• **Activity**: Give back only the lines in the records below from the one with "Report the position of each instance of the water" to the one with "[[811, 83]]", both inclusive, word for word.

• **Dataset excerpts**:
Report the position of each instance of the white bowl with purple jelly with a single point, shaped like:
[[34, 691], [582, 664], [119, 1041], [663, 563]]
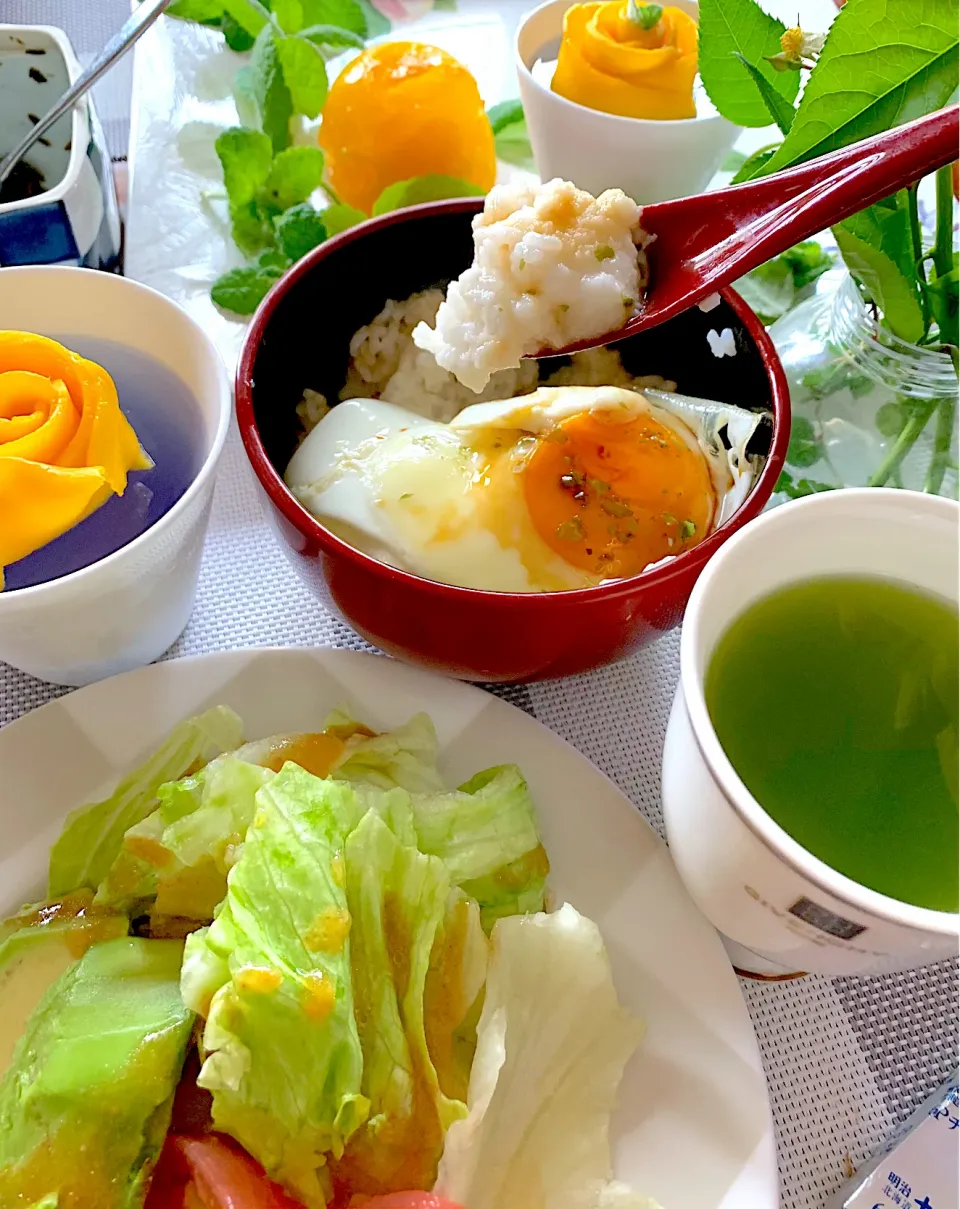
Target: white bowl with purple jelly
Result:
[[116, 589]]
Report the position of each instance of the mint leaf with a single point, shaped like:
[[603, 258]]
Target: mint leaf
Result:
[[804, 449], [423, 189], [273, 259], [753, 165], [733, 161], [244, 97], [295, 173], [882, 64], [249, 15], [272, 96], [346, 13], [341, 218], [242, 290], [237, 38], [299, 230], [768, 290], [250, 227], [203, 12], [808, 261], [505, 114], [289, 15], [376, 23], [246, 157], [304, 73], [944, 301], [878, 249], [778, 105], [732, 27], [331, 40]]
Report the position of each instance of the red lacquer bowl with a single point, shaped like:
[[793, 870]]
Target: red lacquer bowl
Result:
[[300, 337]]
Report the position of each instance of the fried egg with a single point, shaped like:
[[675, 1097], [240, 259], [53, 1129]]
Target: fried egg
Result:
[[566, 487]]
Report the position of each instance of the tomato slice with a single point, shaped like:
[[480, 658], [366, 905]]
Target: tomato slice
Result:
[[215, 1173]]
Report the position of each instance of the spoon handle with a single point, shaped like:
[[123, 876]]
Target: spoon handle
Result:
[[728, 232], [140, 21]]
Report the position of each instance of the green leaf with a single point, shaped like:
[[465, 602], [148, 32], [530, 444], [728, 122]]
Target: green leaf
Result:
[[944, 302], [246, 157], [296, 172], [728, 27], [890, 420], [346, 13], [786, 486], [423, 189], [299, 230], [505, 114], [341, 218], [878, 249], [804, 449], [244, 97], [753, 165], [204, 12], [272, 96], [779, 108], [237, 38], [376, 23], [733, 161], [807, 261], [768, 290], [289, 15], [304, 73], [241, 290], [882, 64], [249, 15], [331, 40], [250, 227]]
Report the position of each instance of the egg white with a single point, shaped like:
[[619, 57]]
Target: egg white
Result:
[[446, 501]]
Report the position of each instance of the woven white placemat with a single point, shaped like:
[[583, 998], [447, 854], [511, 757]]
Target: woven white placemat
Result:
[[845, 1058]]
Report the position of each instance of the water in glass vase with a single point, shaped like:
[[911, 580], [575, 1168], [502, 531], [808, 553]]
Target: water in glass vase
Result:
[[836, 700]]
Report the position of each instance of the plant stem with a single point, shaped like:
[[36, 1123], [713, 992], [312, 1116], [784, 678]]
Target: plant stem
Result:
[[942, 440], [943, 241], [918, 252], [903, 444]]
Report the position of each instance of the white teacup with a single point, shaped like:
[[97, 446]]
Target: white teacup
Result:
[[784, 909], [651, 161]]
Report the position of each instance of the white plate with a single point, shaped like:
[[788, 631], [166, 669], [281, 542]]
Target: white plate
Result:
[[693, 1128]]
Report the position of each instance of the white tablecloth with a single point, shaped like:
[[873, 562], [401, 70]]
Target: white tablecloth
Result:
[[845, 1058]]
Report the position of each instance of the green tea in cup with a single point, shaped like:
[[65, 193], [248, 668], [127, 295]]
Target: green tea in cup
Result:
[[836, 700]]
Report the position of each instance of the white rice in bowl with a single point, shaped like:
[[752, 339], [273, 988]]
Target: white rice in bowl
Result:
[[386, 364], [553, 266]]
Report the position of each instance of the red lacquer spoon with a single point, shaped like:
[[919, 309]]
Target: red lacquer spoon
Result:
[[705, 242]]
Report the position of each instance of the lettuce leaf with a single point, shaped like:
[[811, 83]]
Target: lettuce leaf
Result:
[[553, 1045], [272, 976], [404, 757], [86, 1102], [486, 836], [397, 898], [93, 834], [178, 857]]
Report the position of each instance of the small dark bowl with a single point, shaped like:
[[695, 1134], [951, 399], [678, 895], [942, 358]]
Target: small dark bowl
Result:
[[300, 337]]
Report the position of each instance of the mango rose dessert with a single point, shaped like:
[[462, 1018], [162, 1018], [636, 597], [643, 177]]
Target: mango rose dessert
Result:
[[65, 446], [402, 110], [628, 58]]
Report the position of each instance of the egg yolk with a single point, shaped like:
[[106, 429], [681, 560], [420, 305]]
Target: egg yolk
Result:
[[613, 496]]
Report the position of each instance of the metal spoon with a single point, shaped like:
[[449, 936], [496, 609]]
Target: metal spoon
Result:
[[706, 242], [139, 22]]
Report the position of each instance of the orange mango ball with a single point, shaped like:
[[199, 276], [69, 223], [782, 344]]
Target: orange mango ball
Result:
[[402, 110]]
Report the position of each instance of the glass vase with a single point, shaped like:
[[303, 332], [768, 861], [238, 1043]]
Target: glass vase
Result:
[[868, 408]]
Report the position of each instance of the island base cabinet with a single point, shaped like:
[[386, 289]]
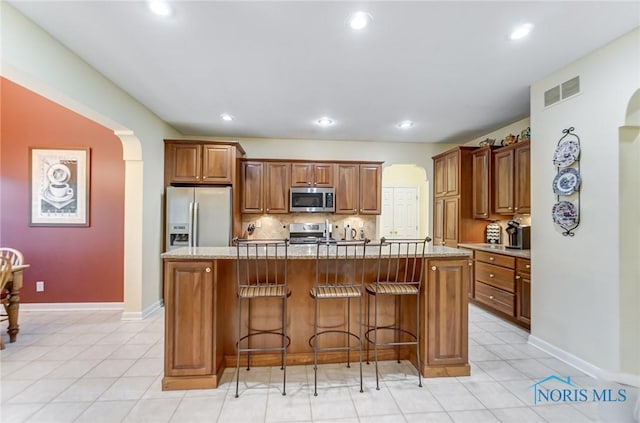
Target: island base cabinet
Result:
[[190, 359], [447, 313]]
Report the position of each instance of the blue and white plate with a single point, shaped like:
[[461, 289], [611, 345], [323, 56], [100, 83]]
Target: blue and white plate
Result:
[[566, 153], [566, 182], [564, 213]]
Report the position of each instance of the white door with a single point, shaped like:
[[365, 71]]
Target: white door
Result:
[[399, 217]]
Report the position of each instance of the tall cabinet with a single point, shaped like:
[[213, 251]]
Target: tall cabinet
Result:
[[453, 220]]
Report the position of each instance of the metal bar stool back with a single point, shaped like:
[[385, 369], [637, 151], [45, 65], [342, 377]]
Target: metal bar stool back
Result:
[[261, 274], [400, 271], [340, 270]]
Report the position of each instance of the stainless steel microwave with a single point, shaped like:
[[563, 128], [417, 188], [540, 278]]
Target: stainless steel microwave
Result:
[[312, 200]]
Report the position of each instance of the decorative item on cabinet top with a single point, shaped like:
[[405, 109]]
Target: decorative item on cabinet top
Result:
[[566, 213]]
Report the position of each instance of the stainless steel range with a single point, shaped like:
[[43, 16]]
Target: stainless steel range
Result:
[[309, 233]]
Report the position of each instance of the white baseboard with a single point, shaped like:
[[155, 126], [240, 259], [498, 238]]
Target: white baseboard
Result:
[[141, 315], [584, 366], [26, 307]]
---
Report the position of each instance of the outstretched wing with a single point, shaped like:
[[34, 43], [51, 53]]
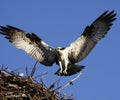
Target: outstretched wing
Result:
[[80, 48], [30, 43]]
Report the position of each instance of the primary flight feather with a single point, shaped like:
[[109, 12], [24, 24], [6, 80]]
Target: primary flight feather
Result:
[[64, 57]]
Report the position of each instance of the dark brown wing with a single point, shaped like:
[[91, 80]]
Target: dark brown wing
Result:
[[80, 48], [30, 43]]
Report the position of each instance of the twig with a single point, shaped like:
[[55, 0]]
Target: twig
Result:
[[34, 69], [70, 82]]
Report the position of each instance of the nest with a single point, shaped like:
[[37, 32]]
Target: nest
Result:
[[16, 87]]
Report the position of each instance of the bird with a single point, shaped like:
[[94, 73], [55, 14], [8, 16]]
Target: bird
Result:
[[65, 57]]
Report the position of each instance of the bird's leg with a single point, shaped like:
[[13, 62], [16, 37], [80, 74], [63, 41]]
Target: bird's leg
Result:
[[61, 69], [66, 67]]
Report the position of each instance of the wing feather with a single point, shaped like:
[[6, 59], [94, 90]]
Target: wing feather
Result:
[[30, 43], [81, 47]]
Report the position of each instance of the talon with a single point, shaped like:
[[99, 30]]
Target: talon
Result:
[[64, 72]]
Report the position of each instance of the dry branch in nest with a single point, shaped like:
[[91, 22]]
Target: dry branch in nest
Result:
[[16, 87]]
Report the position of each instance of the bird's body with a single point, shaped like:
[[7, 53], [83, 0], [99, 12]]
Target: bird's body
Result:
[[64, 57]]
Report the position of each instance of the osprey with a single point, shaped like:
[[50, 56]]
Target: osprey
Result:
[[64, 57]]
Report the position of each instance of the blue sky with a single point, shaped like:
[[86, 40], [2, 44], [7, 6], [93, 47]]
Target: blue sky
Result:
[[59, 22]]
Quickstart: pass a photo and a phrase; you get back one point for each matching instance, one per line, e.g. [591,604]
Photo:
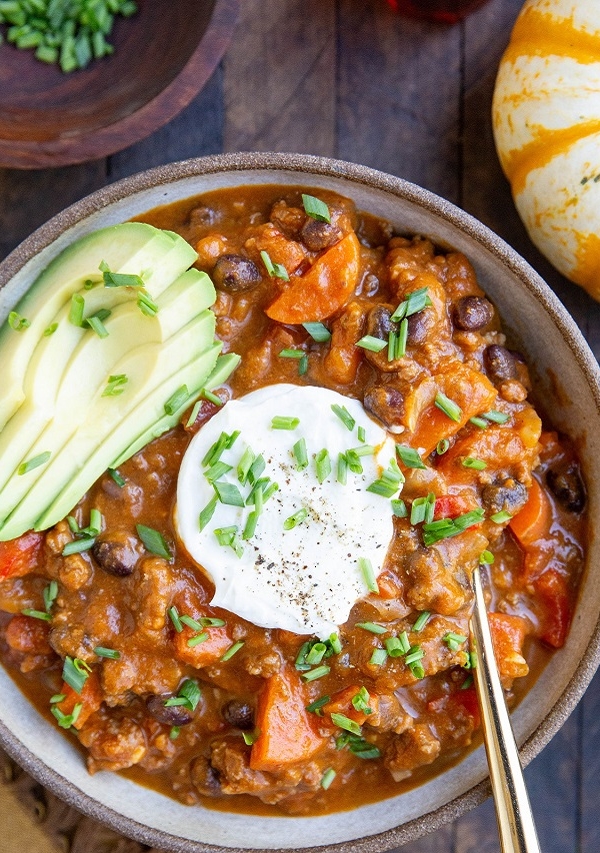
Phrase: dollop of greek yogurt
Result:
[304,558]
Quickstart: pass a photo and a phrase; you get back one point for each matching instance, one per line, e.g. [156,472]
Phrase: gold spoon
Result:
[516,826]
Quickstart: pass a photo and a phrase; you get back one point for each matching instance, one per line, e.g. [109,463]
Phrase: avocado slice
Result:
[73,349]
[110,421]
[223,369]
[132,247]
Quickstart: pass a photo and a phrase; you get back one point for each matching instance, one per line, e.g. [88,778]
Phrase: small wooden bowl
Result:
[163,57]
---
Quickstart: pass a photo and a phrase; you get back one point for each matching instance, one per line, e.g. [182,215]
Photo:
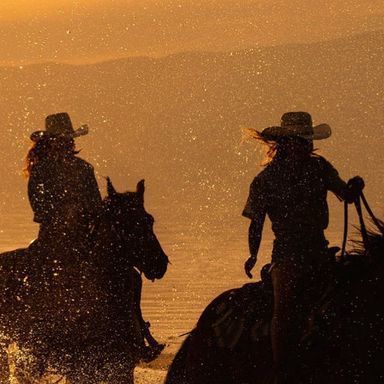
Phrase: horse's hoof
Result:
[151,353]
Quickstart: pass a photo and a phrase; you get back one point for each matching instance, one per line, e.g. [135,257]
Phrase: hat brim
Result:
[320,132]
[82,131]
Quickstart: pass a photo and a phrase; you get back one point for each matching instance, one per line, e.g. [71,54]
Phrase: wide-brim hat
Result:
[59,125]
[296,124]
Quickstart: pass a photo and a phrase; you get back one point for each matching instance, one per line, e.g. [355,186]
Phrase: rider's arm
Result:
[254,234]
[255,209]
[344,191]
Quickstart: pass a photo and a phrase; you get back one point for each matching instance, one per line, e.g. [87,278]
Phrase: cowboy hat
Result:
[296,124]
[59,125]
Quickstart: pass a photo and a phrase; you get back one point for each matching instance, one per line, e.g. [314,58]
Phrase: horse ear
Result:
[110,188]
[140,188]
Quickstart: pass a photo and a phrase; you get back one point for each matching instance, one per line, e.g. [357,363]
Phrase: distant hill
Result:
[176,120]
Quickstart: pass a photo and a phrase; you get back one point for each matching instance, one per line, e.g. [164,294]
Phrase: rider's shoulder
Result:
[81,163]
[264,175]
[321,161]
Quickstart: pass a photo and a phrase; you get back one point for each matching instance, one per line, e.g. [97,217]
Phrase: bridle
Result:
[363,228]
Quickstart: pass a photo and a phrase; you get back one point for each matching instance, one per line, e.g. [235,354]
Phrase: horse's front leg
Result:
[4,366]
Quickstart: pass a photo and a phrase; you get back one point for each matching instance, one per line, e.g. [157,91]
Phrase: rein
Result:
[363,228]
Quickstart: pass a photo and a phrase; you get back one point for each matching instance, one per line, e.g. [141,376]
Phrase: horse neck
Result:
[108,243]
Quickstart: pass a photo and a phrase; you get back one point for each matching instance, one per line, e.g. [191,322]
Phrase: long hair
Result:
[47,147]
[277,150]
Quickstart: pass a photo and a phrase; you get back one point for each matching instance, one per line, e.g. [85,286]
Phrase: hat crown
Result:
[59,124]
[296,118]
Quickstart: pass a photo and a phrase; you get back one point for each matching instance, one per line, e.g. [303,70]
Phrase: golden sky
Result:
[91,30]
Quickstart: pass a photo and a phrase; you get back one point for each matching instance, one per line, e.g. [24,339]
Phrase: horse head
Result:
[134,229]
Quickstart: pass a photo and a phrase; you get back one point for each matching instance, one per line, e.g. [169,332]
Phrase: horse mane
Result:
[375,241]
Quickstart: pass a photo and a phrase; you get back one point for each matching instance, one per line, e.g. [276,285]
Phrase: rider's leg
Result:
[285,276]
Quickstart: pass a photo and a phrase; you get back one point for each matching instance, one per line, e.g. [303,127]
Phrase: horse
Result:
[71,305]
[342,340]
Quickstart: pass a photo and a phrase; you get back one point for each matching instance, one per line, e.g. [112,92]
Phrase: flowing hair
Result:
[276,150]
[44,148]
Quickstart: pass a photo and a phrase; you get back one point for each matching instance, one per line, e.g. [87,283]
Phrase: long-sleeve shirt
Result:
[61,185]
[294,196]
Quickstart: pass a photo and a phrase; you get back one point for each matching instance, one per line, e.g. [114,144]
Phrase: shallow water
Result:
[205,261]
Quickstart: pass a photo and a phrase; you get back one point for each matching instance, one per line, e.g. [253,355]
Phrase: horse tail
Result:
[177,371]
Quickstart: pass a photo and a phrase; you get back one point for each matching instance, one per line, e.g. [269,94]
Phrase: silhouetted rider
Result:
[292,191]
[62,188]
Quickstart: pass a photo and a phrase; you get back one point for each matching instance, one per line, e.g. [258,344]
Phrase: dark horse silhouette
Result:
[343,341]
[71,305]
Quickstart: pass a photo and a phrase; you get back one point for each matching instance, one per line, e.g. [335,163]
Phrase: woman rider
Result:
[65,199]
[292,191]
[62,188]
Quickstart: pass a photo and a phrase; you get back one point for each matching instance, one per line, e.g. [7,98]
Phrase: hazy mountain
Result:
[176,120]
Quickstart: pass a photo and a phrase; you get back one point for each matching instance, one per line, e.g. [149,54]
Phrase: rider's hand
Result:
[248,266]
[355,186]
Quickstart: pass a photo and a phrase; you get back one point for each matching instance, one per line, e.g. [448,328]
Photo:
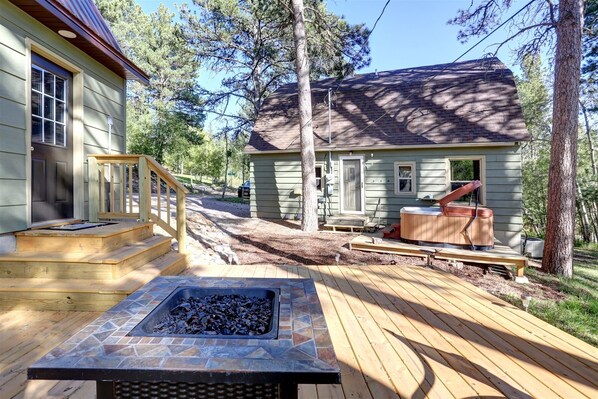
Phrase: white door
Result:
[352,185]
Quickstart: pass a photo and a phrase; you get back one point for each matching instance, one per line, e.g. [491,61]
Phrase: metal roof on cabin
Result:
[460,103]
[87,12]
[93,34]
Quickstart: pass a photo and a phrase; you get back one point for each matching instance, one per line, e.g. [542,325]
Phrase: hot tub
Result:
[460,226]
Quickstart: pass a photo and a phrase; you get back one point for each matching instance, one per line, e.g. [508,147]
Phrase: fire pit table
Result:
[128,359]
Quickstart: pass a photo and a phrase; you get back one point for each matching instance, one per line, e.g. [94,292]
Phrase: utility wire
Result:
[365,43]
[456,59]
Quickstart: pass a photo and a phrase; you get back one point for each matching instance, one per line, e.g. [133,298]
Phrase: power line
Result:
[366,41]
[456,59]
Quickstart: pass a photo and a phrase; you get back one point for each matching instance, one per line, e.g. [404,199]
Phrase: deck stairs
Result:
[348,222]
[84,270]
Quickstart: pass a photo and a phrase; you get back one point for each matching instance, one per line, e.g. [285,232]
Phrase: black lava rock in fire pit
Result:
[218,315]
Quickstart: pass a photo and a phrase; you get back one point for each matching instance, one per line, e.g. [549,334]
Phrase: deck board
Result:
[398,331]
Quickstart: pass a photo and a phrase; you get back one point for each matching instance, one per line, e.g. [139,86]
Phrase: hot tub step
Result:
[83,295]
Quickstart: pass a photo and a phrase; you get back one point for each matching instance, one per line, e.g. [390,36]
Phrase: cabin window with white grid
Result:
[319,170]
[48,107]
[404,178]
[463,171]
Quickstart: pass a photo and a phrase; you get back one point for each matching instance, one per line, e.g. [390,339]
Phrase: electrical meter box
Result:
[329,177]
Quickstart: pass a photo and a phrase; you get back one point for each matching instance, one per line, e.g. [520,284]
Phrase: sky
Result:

• **Result**:
Report the position of each instance of the water in glass vase with a single point, shaped like:
[[911, 580], [575, 1168], [502, 531], [808, 553]]
Target: water in glass vase
Result:
[[836, 700]]
Report the position of each instance of the plant stem with a single point, shaped like:
[[36, 1123], [713, 992], [312, 1116], [784, 678]]
Target: plant stem
Result:
[[942, 440], [943, 241], [918, 252], [903, 444]]
Report the position of each instance of the white teacup with a single point, shaped like:
[[97, 446]]
Target: white teacup
Result:
[[784, 909], [651, 161]]
Report the position of each instance of the white plate with a single point, shaped like:
[[788, 631], [166, 669], [281, 542]]
Target: white plate
Result:
[[693, 1128]]
Report the position of each instance of the white tablecloth with a single point, shaped like:
[[873, 562], [401, 70]]
Target: white tablecloth
Result:
[[845, 1058]]
Report the position of each instance of the green tea in cup with a single point, shaped like:
[[65, 193], [248, 668], [127, 295]]
Target: green tea in cup
Result:
[[836, 700]]
Report the position of each instance of the white rice in bowl with a single point, shaped like:
[[752, 339], [273, 988]]
Target: white rice in bowl
Result:
[[386, 364], [553, 266]]
Report the position of each instance of the red lacquer spoon with a single point, shaped like:
[[919, 309]]
Target: red lacquer spoon
Result:
[[705, 242]]
Report the position of each instance of the lettuce leaf with a single point, shaped like:
[[811, 83]]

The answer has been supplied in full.